STATED PROBLEM: Write the next part of the forum thread about transmission upgrades for a plow truck, picking up right after its last line.

EXTRACTED TEXT:
Once this transmission arrives, How many parts will I have to harvest off my current tranny? Or at least, what's the norm?


----------



## bossman34 (Aug 15, 2011)

A couple things, I managed a transmission rebuilding business for 6 years. The upgrade you referred to sound correct. You do not want a high stall converter for plowing, they are for high revving race engines to get them in there power band. For most gas engines a factory stall is perfect, you could go with a diesel stall which is lower but your engine may not make enough power at that RPM. Best bet is to stay factory stall. The billet cover converters are nice but mostly unnecessary in this application. They help prevent distortion in the cover from high internal pressures from lots of torque or RPM.. I have never seen a converter fail from distortion in a plow truck. Adding an external cooler is a good idea, when I would add them we used the 26,000 lb true cool. Be sure that you run that in tandem with your radiator cooler. There is always someone who thinks it better to not use the radiator cooler. But as heat is the trannys biggest enemy, you also need to keep it warm enough for it and the fluid to work correctly. The radiator cooler also helps to warm the fluid.. I have found over many years that a clean radiator cooler and an efficient external cooler make for a happy transmission


----------



## RevelationL&S (Feb 19, 2018)

LISTED RECORDS:
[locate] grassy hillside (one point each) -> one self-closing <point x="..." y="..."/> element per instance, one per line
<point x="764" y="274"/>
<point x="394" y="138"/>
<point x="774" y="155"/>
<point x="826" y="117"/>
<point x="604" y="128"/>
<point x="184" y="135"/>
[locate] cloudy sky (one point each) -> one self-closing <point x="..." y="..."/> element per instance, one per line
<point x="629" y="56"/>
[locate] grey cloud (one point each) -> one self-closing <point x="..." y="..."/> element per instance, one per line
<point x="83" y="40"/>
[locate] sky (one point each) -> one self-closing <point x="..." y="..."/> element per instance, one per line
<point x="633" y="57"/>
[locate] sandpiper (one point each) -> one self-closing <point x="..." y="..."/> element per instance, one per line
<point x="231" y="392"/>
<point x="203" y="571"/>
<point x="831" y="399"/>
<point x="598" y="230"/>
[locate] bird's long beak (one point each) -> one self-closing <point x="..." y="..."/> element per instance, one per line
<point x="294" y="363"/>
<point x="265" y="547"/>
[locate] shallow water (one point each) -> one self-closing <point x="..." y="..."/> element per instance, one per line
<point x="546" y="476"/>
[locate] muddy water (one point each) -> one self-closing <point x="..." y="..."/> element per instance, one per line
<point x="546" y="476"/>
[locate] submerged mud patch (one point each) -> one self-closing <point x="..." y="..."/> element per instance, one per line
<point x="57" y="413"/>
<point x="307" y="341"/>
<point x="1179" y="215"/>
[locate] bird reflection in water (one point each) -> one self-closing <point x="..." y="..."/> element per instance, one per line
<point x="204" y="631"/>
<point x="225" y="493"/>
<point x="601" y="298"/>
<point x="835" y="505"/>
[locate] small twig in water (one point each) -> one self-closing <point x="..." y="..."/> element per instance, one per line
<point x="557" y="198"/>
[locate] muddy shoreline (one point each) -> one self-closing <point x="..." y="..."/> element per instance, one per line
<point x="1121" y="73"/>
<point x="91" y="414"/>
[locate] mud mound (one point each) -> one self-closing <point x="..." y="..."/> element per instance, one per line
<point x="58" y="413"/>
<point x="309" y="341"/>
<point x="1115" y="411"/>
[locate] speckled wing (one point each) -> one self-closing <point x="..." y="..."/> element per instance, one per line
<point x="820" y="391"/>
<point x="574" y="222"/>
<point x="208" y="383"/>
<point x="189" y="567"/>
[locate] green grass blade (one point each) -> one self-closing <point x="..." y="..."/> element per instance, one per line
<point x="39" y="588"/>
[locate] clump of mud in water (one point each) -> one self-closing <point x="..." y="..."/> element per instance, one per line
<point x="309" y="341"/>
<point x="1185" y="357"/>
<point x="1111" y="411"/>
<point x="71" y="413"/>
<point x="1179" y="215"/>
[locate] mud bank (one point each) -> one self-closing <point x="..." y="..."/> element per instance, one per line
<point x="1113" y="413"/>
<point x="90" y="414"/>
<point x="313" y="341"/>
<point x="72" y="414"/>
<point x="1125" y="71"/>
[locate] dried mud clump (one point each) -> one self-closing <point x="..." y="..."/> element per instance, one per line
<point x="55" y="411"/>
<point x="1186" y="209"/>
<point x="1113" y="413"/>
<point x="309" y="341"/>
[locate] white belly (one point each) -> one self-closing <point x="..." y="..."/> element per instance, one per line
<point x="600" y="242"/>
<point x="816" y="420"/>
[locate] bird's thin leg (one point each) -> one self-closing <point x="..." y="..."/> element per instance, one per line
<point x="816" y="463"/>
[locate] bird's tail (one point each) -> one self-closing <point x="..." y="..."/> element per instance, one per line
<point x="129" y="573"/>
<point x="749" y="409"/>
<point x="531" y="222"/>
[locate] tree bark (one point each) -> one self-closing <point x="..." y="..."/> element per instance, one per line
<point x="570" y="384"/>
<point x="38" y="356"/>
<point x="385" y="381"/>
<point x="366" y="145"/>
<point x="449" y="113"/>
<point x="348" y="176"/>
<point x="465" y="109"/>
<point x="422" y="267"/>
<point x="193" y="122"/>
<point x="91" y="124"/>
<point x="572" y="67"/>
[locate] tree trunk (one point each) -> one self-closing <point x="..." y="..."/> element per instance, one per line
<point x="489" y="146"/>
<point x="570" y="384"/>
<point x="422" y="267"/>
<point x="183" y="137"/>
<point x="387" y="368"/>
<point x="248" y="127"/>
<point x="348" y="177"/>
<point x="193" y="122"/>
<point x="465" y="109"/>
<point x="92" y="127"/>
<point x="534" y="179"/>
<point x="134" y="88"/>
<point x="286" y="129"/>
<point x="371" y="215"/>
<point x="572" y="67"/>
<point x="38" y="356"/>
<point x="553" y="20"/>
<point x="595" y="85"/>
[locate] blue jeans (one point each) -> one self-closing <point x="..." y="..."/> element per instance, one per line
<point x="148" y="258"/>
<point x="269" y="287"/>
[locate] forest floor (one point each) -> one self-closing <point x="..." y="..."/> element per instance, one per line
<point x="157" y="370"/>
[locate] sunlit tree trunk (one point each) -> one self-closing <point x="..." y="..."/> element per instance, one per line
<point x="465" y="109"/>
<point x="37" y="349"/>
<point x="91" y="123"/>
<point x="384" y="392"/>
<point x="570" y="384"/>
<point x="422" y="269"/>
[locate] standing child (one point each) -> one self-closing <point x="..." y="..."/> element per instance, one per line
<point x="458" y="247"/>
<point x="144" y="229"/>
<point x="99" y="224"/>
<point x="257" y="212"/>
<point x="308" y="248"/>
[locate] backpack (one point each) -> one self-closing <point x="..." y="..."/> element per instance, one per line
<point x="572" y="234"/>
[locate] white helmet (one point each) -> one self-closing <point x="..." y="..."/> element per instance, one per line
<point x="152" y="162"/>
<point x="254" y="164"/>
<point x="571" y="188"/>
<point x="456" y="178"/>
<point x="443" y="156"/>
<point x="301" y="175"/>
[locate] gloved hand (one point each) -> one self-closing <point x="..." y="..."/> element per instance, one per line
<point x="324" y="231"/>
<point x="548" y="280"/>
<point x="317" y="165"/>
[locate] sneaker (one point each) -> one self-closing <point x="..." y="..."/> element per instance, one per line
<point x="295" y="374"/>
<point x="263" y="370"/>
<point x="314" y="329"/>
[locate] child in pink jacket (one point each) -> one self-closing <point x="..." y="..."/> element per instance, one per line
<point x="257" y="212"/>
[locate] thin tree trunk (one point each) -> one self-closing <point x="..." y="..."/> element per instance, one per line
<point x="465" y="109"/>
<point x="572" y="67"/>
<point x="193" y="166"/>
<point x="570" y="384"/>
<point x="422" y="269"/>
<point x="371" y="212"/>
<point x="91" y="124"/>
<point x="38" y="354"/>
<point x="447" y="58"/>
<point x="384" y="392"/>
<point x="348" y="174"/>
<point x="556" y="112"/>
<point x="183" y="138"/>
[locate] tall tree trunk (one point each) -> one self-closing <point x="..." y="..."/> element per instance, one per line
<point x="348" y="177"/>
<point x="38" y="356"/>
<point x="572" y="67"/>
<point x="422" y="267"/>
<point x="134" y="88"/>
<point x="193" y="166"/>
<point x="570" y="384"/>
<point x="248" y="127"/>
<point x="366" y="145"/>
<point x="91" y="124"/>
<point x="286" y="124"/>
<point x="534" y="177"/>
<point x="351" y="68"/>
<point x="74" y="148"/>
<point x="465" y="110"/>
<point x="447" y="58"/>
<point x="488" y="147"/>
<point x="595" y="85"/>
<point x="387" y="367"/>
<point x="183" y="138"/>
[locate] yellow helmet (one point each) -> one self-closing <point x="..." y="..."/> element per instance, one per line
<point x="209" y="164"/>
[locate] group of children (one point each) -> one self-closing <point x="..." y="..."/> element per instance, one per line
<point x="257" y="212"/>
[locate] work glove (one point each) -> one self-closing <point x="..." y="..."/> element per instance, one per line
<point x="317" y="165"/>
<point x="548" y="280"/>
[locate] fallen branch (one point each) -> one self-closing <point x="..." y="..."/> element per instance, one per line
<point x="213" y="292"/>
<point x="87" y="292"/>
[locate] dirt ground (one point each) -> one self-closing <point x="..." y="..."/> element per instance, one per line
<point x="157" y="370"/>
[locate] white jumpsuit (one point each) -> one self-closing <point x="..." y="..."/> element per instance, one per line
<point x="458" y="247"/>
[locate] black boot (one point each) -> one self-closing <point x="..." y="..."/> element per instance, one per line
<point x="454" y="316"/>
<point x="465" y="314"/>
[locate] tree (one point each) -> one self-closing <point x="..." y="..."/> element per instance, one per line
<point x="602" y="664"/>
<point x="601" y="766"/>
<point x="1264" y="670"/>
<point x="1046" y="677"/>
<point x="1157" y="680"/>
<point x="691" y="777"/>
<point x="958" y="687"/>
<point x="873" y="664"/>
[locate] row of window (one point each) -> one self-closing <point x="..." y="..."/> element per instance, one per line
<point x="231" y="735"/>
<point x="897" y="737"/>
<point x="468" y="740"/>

RESULT FOR THIS EXERCISE:
Thanks for the information boss34, I appreciate Ya.


----------



## midnight pumpkin (Jan 27, 2017)

RevelationL&S said:


> As for a cooler, Im most likely going to get the biggest cooler that doesn't have a fan hook up and mount it to the cross members in front of the
> 
> Why on earth would you buy a cooler without a fan? That doesn't even make one bit of sense.


----------



## NICHOLS LANDSCA (Sep 15, 2007)

It's crazy how many of these tranny shops don't know what they are doing. Biggest weak link on a 4l80 is the reverse circuit. They can/will intermittently spike pressure in reverse. Hopefully it only brakes the band but it can also blow out the port in the case making the case junk. Every 4l80 should have a Transgo pressure relief valve kit installed. Stock converter is fine.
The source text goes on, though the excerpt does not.